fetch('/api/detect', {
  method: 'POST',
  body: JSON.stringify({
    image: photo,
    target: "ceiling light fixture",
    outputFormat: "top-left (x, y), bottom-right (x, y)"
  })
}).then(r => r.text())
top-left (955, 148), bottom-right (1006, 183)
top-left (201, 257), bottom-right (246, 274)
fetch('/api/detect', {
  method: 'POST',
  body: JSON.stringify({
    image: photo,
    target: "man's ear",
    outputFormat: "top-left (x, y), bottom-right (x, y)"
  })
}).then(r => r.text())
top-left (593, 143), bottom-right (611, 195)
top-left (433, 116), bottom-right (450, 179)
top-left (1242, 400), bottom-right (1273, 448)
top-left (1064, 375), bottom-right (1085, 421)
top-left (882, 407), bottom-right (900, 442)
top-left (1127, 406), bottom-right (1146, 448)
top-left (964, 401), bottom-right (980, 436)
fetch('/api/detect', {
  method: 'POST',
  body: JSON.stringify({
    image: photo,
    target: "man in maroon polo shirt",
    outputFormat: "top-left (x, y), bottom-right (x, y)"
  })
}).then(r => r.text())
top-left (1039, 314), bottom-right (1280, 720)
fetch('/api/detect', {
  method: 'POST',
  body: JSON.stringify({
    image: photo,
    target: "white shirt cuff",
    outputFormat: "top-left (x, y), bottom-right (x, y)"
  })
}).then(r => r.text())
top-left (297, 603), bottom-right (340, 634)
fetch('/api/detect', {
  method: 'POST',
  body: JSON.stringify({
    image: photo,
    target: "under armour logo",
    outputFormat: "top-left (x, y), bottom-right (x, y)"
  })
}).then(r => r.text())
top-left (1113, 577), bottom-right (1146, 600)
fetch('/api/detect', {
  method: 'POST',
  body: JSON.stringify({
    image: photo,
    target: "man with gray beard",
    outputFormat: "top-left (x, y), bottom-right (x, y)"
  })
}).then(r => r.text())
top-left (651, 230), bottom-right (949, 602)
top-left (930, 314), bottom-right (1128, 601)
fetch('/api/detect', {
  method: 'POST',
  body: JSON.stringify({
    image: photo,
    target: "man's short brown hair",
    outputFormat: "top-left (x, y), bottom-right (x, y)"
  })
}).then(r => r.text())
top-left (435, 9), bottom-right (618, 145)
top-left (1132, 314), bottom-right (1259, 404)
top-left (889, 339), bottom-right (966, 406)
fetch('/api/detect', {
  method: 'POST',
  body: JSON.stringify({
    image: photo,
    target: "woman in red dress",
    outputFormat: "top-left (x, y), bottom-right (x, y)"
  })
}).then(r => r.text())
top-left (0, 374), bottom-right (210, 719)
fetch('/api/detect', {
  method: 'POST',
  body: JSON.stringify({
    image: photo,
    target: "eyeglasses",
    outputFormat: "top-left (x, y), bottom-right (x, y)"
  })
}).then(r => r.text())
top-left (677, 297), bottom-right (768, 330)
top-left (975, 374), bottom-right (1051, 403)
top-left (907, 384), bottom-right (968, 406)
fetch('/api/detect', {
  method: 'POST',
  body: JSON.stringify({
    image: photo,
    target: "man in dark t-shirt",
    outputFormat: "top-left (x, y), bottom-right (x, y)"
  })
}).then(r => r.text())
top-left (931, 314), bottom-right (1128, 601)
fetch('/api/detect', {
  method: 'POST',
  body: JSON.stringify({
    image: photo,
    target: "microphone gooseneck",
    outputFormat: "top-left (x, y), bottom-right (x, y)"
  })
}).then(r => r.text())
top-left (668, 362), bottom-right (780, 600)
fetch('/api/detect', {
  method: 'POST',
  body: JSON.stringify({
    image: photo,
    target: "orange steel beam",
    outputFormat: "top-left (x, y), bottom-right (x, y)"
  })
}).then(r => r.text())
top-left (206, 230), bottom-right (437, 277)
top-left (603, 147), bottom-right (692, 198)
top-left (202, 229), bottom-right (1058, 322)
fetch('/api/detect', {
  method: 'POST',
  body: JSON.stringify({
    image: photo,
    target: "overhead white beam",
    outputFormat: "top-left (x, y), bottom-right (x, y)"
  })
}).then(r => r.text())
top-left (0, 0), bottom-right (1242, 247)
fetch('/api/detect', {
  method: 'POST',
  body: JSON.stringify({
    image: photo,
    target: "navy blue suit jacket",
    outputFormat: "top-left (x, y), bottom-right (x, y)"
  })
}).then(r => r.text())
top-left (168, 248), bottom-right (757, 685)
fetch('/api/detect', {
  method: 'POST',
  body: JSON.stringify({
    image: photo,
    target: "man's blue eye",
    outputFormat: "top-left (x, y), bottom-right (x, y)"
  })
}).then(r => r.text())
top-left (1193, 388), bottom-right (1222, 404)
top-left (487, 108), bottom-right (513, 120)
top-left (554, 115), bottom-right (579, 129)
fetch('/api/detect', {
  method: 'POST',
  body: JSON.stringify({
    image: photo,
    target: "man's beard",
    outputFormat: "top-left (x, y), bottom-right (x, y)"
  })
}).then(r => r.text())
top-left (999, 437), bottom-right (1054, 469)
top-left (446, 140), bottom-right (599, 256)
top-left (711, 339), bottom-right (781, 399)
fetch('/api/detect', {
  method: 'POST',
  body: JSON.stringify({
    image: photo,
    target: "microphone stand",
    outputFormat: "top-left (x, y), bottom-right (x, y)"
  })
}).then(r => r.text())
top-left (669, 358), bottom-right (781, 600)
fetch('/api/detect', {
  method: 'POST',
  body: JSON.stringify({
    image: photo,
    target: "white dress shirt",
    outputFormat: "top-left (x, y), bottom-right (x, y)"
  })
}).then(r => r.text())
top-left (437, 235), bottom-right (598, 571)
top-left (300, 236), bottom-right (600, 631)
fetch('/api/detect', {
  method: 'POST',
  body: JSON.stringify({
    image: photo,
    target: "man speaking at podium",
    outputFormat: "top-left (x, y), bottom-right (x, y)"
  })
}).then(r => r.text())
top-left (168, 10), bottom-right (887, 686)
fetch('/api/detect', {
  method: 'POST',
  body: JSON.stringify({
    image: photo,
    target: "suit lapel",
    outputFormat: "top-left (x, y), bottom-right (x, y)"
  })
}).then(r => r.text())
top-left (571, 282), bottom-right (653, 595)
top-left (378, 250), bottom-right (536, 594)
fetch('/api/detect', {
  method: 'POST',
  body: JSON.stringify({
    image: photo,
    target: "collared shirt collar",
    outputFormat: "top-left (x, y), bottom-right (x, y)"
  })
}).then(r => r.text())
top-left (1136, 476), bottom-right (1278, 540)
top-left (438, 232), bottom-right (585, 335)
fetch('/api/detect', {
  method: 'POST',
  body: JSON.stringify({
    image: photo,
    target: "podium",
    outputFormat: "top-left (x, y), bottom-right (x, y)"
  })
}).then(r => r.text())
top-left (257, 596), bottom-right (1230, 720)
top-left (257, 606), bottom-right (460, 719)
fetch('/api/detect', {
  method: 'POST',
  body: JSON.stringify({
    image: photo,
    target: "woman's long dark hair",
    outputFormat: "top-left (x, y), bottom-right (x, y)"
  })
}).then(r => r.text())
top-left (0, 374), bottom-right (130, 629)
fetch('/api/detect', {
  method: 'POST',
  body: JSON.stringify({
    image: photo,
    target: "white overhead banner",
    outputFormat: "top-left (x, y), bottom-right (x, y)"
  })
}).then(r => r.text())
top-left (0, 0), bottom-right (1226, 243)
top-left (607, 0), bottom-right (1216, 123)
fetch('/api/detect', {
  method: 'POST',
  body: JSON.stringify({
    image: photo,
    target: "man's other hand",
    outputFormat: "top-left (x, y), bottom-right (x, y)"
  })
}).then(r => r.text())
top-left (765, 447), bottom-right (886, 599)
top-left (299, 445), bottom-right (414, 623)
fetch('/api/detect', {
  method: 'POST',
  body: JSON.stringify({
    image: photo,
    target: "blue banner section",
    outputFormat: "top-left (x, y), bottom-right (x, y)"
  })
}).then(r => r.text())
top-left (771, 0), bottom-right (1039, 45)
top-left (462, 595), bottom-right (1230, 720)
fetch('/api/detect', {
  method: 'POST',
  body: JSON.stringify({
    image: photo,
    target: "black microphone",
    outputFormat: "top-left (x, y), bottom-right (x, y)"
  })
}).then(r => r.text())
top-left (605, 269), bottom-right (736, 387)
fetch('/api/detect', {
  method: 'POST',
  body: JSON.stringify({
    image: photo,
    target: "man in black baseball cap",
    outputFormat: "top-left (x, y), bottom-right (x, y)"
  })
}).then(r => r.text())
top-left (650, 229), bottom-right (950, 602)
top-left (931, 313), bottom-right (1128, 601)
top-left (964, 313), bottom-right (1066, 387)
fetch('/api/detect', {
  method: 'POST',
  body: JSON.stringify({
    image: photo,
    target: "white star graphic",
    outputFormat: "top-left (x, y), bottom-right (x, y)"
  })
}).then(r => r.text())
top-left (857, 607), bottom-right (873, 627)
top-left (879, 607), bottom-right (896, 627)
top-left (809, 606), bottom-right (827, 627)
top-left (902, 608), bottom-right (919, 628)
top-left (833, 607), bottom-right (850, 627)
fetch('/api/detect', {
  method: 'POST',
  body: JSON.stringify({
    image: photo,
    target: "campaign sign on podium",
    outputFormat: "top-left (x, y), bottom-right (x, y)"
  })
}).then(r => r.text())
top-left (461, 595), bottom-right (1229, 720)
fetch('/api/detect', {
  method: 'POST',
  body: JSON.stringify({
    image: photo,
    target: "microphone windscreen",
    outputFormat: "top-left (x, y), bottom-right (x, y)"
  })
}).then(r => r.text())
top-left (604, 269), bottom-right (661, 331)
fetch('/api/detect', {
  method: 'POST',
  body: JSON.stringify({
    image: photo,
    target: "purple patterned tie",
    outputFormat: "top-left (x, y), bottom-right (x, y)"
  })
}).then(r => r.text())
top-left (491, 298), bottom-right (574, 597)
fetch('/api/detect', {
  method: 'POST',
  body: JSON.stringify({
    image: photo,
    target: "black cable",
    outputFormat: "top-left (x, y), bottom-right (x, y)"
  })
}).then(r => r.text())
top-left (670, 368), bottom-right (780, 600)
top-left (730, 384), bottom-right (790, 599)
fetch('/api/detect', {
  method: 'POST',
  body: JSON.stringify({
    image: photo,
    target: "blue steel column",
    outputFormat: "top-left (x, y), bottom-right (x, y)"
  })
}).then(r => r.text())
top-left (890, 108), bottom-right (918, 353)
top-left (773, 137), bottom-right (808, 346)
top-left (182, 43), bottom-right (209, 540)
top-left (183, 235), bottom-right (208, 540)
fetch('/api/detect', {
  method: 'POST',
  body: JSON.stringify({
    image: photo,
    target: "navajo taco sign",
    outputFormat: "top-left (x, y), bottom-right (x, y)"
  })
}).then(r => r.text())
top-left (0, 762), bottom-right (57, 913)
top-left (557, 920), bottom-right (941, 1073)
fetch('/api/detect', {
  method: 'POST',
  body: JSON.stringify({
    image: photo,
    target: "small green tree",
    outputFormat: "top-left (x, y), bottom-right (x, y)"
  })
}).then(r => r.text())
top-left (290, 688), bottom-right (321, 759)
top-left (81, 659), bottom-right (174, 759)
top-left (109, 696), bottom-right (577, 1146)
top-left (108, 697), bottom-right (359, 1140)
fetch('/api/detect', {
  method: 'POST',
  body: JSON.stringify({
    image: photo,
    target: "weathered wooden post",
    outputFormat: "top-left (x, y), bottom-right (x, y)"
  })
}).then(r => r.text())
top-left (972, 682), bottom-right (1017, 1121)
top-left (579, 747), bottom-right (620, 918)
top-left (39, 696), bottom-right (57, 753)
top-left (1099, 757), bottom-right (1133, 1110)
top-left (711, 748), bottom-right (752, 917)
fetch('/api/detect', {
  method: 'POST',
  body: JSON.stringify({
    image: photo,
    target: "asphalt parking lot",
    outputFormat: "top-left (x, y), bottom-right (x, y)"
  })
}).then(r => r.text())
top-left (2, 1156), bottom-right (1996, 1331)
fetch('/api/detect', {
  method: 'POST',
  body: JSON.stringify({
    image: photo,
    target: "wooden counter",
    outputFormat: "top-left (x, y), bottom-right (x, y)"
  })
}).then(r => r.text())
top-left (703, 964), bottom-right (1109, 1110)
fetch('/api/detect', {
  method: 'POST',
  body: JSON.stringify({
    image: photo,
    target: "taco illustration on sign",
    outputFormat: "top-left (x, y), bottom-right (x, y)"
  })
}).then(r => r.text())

----

Where in the listing does the string "beam" appear? Copy every line that has it.

    target: "orange steel beam",
    target: "overhead white beam",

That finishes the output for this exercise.